Material for this exercise
%%
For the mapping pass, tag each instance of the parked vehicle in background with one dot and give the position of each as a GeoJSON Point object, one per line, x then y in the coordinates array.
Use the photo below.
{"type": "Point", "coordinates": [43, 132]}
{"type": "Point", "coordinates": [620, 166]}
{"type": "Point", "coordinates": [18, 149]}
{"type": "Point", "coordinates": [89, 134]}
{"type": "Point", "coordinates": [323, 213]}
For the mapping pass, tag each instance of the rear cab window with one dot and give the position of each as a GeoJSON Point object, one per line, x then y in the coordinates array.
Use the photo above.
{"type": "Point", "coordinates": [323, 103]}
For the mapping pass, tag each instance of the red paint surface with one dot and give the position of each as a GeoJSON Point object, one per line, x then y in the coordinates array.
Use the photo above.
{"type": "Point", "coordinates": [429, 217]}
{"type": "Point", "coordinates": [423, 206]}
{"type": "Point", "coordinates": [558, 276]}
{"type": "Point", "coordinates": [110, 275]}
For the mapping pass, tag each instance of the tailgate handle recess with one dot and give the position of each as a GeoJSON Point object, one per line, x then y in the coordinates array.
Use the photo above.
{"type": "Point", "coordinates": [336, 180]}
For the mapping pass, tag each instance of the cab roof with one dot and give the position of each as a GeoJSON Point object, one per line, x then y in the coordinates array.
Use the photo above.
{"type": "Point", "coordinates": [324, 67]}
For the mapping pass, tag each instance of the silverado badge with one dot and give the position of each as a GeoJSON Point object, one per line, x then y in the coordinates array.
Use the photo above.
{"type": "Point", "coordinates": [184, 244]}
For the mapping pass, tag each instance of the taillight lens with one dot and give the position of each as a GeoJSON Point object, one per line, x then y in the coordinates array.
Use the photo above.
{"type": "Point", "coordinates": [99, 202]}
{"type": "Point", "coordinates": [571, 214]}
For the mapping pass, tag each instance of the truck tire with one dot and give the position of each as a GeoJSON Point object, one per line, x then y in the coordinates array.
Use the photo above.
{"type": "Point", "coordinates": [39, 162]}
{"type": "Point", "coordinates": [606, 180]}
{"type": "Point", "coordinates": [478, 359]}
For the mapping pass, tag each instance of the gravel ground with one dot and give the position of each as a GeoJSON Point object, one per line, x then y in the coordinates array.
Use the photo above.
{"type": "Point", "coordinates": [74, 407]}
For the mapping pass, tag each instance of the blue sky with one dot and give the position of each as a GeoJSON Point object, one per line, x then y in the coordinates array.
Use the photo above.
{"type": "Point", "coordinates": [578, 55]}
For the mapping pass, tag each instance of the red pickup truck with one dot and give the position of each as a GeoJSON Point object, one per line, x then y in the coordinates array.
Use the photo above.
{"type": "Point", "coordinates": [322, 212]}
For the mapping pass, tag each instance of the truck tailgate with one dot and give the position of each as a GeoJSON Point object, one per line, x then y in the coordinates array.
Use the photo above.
%%
Written problem
Copy every one of the entries above word for word, with no changes.

Answer to this exercise
For the mapping pass, tag each instance of the parked vehicle in background with one dot and give the position of each as a GeoJSON Point object, one per line, x then y in the coordinates array.
Use the photo below.
{"type": "Point", "coordinates": [43, 132]}
{"type": "Point", "coordinates": [620, 166]}
{"type": "Point", "coordinates": [18, 149]}
{"type": "Point", "coordinates": [89, 134]}
{"type": "Point", "coordinates": [323, 213]}
For the mapping pass, tag each instance of the rear cab window with one dot and give the position of each as a GeoJSON Point object, one per line, x then y in the coordinates array.
Use the photo above.
{"type": "Point", "coordinates": [323, 103]}
For the mapping pass, tag each instance of the red paint surface with one dot and give the position of each as a GeoJSON Point object, one per line, x then y in the coordinates array.
Use the photo above.
{"type": "Point", "coordinates": [429, 217]}
{"type": "Point", "coordinates": [423, 206]}
{"type": "Point", "coordinates": [558, 276]}
{"type": "Point", "coordinates": [110, 275]}
For the mapping pass, tag each instance of the tailgate handle recess with one dot and give the position of each as a GeoJSON Point object, one per line, x then y in the coordinates array.
Use the photo above.
{"type": "Point", "coordinates": [336, 180]}
For the mapping pass, tag each instance of the cab roof with one dot and give the position of each as a GeoJSON Point object, one per line, x then y in the coordinates array.
Use the photo above.
{"type": "Point", "coordinates": [324, 67]}
For the mapping pass, tag each instance of the silverado badge with one dot and give the position of each as a GeoJSON Point object, one per line, x then y in the coordinates array.
Use the photo above.
{"type": "Point", "coordinates": [184, 244]}
For the mapping pass, tag each instance of the taillight lens with one dot and give the position of each as a GeoJSON Point object, one per line, x then y in the coordinates array.
Use the photo above.
{"type": "Point", "coordinates": [99, 202]}
{"type": "Point", "coordinates": [571, 214]}
For the mapping pass, tag each instance of the truck tire with one dot and give the position of each as a GeoJSON Point object, one per line, x then y in the coordinates array.
Use the photo above.
{"type": "Point", "coordinates": [39, 162]}
{"type": "Point", "coordinates": [606, 180]}
{"type": "Point", "coordinates": [478, 359]}
For the mapping pass, tag each instance of the gravel ground with one dot and give the position of each as a GeoJSON Point object, one per line, x then y in the coordinates array.
Use the photo above.
{"type": "Point", "coordinates": [74, 407]}
For the mapping pass, tag each instance of the blue sky with one dot and give the position of each as a GeoJSON Point object, one per line, x then y in the coordinates array.
Use the photo above.
{"type": "Point", "coordinates": [578, 55]}
For the mapping pass, tag each instance of the red pickup truck with one dot and give the position of each as a GeoJSON Point object, one per line, x then y in the coordinates array.
Use the photo above.
{"type": "Point", "coordinates": [322, 212]}
For the mapping pass, tag each instance of the truck tailgate with one dot and give the position of each as a GeoJSON Point object, one per line, x then y in the coordinates array.
Use the photo above.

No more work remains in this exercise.